Back in Saudi Arabia by Monday, the prince boasted that France had come around to his country’s point of view because of “truths and not assumptions.” It was unclear, however, if the French government shared that interpretation.
“Concerning those who announced stopping their assistance to Egypt or threatening to stop them, the Arab and Islamic nation is rich with its people and capabilities and will lend a helping hand,” Prince Faisal said, in a statement carried on the Saudi Press Agency’s Web site.
Saudi Arabia blamed the United States and other allies for failing to support Mr. Mubarak in 2011 when Egyptians took to the street provoking his ouster. But their criticism was mostly in private, and low-key. Even after the Muslim Brotherhood-backed government of Mr. Morsi was elected, the kingdom responded quickly to keep the treasury solvent with a substantial $5 billion in aid.
By July 10, one week after the military takeover, the Saudis had put together a package of aid totaling $12 billion: $5 billion from the kingdom, $3 billion from the United Arab Emirates and $4 billion from Kuwait.

▶ Record excerpts
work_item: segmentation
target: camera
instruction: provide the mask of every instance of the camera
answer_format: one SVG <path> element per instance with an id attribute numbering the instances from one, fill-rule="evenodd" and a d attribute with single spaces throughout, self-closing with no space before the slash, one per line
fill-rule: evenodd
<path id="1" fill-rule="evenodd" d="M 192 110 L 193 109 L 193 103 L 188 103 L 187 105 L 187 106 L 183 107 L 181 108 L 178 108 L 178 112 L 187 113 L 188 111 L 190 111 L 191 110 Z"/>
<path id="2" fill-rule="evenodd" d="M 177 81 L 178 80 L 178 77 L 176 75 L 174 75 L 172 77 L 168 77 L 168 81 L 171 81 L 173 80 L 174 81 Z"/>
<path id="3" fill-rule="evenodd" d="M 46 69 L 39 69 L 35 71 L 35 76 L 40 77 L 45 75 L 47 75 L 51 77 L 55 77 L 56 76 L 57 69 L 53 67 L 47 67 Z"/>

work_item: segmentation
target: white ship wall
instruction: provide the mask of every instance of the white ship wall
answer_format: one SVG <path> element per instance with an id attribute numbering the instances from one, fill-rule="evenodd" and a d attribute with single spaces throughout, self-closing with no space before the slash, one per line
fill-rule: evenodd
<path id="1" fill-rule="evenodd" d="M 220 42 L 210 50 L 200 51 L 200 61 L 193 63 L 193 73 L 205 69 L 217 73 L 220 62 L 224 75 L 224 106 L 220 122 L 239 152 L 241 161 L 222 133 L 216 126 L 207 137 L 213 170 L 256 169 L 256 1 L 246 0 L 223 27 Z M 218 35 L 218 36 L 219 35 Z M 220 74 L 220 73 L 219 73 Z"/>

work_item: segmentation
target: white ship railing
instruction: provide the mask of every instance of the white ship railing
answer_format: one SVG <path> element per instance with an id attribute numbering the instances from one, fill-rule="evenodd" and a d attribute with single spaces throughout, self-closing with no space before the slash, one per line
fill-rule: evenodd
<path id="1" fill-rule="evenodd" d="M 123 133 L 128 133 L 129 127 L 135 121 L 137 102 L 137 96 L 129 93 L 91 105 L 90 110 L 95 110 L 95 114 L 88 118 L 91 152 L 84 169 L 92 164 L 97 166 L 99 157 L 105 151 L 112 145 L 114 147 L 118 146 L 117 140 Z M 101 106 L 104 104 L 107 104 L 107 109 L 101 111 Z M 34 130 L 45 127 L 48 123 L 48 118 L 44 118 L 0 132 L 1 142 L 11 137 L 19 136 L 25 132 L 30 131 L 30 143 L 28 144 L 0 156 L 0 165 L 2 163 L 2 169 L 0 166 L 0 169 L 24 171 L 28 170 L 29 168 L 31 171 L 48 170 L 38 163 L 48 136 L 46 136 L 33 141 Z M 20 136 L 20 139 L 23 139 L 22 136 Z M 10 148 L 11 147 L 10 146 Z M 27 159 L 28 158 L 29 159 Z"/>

▶ Questions on the material
[A] Answer these questions from the article on Saudi aid to Egypt:
(i) Where was Prince Faisal's statement carried?
(ii) How much aid did the kingdom provide after Mr. Morsi's government was elected?
(iii) How much of the July 10 aid package came from Kuwait?
[B] For each statement, say yes or no according to the article on Saudi aid to Egypt, and quote the words that settle it.
(i) Saudi Arabia's criticism of the United States and other allies in 2011 was mostly public.
(ii) The United Arab Emirates contributed $3 billion to the aid package.
(iii) The French government clearly shared the prince's interpretation.
[C] Write the next part of the article on Saudi aid to Egypt, following its last sentence.
The records play no part in what is asked here.

▶ Answers to the problems
[A]
(i) On the Saudi Press Agency's Web site.
(ii) $5 billion.
(iii) $4 billion.

[B]
(i) No: "But their criticism was mostly in private, and low-key."
(ii) Yes: "$3 billion from the United Arab Emirates"
(iii) No: "It was unclear, however, if the French government shared that interpretation."

[C]
Unlike American aid, much of the Saudi assistance goes directly into Egyptian coffers with no strings attached. Much of it is cash transferred directly to the Egyptian Central Bank, with the rest grants of free or subsidized oil products, which free an equivalent amount of money for Egypt to budget as it wishes.
By contrast, American and European governments have insisted — often for legal reasons under their own laws — that aid is monitored and often channeled through nongovernmental relief groups.
There is a strong rivalry between Saudi Arabia and other Persian Gulf allies of the Egyptian military, on the one hand, and Qatar and Turkey, on the other, both of which are big supporters of the Muslim Brotherhood. Qatar has often outspent even the Saudis in pursuit of its foreign policy goals, and has put much of its money into Arab Spring causes like battling governments in Libya and Syria.
The Saudis, on the other hand, have championed shoring up the established order, which in Egypt is represented by the generals.
“The Saudis feel they need to create a diplomatic and economic bloc to support Egypt, or it will collapse,” said Hussein al-Shobokshy, a Jeddah-based Saudi columnist who often writes on Egyptian-Saudi relations. “Prince Faisal is taking the pole in championing the cause right now; he is carrying the banner for Egypt,” he said.
Anwar Majid Eshki, the chairman of the Middle East Center for Strategic and Legal Studies, a Saudi-based research center, said Saudi officials were buoyed by what they perceived as Prince Faisal’s success in France. “We are getting that message out to the friends of Saudi Arabia, in Europe and the United States, this is our assessment of the situation,” he said.
Over the weekend, however, the European Union officially condemned the violence and blamed the military regime for doing little to stop it.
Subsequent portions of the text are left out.